Listed entries:
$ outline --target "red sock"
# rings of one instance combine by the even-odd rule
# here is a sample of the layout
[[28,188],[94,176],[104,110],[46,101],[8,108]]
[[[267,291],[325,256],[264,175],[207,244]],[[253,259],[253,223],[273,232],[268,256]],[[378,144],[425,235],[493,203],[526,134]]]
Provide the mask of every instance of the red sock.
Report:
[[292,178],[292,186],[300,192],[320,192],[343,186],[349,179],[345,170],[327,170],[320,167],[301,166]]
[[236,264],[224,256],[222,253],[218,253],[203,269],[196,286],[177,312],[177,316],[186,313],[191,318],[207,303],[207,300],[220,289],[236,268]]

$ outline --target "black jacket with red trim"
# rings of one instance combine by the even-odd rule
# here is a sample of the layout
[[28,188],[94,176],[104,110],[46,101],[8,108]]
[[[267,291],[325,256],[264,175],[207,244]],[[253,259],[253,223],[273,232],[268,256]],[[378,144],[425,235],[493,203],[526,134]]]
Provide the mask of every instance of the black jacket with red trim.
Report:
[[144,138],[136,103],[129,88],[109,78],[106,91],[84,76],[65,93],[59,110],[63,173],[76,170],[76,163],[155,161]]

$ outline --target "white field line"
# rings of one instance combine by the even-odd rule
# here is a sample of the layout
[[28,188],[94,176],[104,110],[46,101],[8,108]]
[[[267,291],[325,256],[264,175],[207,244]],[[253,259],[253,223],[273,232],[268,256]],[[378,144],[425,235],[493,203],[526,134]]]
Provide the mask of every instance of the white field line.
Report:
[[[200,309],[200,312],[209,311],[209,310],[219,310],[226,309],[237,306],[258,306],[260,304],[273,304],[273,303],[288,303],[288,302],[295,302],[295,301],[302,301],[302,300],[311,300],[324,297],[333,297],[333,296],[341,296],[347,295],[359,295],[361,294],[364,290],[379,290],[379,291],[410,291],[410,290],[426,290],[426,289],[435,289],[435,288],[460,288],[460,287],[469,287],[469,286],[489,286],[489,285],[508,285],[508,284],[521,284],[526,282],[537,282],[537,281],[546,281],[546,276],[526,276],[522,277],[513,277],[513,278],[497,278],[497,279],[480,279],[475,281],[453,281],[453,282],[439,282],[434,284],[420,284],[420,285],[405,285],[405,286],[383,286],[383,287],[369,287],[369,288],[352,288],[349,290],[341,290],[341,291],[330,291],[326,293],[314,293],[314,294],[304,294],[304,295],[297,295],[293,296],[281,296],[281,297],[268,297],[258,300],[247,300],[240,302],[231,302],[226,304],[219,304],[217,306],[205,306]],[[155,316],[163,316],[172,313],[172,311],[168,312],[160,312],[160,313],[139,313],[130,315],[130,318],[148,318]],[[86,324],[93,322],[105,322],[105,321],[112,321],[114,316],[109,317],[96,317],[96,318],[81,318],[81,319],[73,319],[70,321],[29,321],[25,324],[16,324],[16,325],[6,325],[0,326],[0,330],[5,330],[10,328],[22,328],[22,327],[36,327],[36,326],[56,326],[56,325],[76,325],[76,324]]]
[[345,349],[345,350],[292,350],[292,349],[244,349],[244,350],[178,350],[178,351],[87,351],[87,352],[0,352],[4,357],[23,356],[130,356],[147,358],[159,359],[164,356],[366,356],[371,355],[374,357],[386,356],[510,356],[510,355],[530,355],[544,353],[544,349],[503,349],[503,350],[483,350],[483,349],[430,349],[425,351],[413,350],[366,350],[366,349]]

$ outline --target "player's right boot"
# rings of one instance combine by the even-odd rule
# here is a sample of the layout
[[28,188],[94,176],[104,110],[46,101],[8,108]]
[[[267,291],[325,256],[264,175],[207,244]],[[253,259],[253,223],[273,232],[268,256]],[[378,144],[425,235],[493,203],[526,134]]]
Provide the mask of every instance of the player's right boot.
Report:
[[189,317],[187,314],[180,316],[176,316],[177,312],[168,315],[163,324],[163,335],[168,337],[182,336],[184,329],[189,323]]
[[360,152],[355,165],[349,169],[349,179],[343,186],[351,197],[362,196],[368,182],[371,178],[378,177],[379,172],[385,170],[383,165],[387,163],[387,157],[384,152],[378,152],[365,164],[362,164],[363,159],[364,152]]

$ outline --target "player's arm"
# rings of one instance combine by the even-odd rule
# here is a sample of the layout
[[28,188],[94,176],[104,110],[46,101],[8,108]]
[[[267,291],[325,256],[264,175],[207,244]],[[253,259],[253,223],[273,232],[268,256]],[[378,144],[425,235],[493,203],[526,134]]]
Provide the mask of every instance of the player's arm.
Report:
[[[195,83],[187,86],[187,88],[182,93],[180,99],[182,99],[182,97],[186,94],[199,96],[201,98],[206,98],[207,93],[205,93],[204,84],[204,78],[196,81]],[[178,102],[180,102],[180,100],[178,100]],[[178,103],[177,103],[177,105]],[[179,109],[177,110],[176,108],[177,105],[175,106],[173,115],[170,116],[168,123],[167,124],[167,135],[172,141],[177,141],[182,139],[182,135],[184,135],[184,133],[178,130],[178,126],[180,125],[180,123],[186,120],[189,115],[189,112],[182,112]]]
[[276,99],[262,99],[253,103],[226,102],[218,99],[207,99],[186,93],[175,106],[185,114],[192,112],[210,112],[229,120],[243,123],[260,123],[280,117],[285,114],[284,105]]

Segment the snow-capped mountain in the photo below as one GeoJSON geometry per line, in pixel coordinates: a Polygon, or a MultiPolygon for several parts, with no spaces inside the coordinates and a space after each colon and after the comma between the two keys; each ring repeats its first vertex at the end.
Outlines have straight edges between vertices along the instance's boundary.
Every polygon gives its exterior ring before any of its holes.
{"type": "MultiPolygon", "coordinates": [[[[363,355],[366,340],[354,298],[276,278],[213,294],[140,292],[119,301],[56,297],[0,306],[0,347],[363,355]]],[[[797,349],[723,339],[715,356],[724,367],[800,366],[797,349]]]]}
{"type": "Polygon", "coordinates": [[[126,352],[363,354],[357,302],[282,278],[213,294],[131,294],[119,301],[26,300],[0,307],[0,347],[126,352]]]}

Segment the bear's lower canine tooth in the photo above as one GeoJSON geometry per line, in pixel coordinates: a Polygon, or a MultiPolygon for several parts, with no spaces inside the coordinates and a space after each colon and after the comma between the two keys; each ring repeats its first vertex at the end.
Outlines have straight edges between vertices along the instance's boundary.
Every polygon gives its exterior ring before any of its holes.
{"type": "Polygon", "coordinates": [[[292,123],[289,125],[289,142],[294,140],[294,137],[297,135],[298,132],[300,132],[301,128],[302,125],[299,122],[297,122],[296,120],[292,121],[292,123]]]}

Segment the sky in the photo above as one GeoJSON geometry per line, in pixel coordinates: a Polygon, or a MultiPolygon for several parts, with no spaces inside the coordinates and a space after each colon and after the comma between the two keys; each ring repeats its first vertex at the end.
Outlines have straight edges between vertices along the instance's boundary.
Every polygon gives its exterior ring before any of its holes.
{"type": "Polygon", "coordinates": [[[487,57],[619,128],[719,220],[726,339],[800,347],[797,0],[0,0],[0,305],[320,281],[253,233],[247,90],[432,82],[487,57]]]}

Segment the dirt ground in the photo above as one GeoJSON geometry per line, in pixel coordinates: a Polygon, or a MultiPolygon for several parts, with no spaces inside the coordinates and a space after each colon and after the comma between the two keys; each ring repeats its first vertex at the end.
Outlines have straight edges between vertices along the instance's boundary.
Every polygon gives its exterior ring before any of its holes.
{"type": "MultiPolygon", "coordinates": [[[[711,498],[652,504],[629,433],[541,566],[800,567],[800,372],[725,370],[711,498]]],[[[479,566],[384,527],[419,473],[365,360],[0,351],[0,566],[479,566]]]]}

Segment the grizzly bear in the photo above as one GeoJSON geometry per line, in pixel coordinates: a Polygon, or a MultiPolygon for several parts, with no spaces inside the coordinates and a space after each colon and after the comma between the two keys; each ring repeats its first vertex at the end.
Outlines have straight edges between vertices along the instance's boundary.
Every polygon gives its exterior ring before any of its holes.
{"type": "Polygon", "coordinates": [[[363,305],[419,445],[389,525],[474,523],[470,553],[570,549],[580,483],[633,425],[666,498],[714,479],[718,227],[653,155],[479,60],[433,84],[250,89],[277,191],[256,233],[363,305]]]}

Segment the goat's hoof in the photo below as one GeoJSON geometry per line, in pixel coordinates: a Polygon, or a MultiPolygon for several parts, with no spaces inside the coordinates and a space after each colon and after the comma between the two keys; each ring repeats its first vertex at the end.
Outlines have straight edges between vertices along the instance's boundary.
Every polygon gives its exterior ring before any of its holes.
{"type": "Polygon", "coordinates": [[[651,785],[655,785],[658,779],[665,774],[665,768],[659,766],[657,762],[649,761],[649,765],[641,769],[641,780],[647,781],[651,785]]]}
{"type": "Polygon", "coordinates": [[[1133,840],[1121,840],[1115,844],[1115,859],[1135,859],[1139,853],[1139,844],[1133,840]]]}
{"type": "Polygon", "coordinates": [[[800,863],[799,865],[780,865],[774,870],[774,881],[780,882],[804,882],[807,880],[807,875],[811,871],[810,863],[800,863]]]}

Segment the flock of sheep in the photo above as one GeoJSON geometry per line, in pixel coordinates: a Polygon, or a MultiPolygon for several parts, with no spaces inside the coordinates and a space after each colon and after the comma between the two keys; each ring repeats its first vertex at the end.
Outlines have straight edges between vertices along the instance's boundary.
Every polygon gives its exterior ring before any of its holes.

Task description: Only the lines from the one containing "Segment the flock" through the end of the material should be reproduced, exactly, with both ends included.

Output for this task:
Segment the flock of sheep in the photo above as one GeoJSON geometry per line, in pixel coordinates: a Polygon, or a MultiPolygon for several parts, with no spaces inside the coordinates and a space after each colon and after the comma between the two keys; each ring repeats its first vertex at the end.
Outlines have straight edges between vertices along the instance's boundary.
Every polygon gives its exterior ring before any of its holes.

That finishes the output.